◆ Activity ◆
When you reach the line containing "the white painted" in the data below, begin returning lines exactly as written, and stop once the line containing "the window glass" has been returned.

=== Task material ===

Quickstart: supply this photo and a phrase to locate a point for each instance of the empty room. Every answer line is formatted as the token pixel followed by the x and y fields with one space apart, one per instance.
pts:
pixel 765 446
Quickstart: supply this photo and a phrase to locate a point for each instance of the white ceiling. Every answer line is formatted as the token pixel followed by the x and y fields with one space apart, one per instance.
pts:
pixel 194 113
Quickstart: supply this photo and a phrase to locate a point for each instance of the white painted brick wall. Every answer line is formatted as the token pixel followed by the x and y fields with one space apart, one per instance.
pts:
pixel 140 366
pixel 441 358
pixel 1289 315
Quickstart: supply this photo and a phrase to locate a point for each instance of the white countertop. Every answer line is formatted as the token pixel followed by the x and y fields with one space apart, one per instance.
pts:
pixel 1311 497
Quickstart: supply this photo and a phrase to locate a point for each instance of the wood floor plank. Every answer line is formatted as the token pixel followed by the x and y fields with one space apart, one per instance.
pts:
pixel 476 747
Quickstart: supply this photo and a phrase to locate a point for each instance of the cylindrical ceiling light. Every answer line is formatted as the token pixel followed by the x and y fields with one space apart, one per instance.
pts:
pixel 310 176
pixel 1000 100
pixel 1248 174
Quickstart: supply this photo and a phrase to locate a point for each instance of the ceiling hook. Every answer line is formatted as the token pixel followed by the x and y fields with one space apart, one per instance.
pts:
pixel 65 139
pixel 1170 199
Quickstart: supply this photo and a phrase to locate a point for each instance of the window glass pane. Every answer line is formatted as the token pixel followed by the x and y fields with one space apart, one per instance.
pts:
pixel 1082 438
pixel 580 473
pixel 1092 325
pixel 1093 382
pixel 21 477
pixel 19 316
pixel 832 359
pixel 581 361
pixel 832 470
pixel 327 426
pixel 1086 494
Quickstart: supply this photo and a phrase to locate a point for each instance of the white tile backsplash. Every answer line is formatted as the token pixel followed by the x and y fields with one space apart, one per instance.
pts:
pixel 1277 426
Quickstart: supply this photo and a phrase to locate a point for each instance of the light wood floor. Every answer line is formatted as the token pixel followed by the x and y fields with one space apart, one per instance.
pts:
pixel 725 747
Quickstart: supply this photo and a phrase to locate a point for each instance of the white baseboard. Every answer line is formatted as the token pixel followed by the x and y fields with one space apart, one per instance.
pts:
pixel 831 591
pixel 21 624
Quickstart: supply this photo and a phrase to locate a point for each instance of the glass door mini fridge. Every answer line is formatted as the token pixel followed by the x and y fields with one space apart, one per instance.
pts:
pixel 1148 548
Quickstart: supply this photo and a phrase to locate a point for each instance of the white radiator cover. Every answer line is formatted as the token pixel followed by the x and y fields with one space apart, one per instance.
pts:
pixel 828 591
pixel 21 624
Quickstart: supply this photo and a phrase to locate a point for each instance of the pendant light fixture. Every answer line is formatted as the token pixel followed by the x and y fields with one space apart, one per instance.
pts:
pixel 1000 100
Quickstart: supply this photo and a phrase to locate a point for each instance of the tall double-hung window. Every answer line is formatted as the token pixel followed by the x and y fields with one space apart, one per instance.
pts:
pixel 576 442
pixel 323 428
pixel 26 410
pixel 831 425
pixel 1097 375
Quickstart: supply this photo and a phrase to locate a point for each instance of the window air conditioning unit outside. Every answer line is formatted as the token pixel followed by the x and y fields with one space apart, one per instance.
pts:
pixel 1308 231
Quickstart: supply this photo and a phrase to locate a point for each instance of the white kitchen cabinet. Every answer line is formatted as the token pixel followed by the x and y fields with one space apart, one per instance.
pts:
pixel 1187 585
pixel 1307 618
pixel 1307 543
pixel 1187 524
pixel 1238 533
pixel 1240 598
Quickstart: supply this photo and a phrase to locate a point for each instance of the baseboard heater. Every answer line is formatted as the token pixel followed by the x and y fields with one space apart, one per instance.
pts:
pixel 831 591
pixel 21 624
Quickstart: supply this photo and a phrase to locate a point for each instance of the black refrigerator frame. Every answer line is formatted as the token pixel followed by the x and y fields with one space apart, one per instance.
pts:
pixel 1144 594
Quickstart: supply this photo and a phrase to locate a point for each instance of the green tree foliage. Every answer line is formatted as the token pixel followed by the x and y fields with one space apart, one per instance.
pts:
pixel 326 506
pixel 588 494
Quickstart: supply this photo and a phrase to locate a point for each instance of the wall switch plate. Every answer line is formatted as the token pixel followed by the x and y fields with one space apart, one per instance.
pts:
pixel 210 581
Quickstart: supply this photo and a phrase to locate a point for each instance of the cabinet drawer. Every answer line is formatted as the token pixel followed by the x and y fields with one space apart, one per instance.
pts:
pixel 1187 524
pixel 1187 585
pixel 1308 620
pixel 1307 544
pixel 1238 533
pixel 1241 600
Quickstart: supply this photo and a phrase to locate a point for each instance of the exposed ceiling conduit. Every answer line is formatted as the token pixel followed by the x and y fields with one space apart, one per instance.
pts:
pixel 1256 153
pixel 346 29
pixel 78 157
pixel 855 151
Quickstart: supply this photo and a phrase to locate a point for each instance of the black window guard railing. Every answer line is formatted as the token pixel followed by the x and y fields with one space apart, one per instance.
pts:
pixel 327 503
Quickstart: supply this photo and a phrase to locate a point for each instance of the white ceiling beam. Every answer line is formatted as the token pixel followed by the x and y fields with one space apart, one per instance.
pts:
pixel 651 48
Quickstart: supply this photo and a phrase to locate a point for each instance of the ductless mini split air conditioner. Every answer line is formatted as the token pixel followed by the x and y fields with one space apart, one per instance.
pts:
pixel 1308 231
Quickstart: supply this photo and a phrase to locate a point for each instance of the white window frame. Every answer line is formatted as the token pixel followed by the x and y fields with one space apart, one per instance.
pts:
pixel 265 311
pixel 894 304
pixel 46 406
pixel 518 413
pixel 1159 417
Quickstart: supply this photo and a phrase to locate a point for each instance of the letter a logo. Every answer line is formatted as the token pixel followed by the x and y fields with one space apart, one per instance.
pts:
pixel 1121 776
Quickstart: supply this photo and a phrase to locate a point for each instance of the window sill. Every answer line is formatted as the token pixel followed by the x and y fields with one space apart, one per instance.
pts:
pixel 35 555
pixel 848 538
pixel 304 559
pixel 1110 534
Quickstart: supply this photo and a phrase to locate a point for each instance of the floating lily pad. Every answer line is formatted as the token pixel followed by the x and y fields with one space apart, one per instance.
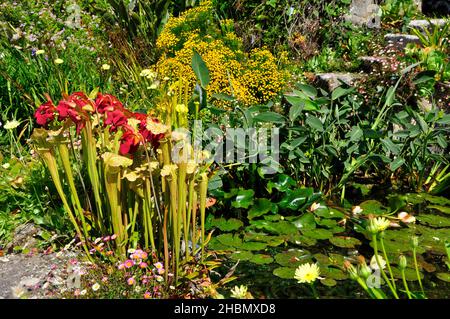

===

◆ Reply to the exercise ◆
Quickstart: supply this photo and a phrase to locate a point for each instance of the white painted brick wall. Every answer line is formatted as the token pixel followed by the x and y fields with one space apart, one per instance.
pts:
pixel 140 366
pixel 441 358
pixel 1289 315
Quickstart: supply this photo and a phrase to locate a point for each instance of the white countertop. Every answer line is formatted as the token pixel followed by the x and y fields with one space apart, one per instance.
pts:
pixel 1311 497
Quickstart: supply this photo and a phrase to locate a point for each instance of the wood floor plank. Every answer line is formatted as the token pixel followed by the x and y fields with one space apart, one per instance.
pts:
pixel 476 747
Quickstart: supply this photo and a phrase to locate a point for each instance of the cylindrical ceiling light. Every answer line is formatted as the token pixel followed by the x and y fields with one space apart, one per instance.
pts:
pixel 310 176
pixel 1000 100
pixel 1248 174
Quickstart: supply this photo and a phrase to locate a point for each instance of the ceiling hook. Every answer line is formatted as the token pixel followed by the x and y fields with one space apart, one per instance.
pts:
pixel 65 139
pixel 1170 199
Quickstart: supply this photo and a phrase to locate a point for each instance of the window glass pane. Every answer line is formatted as the token pixel followed by the x and y fields with one space apart, one per instance.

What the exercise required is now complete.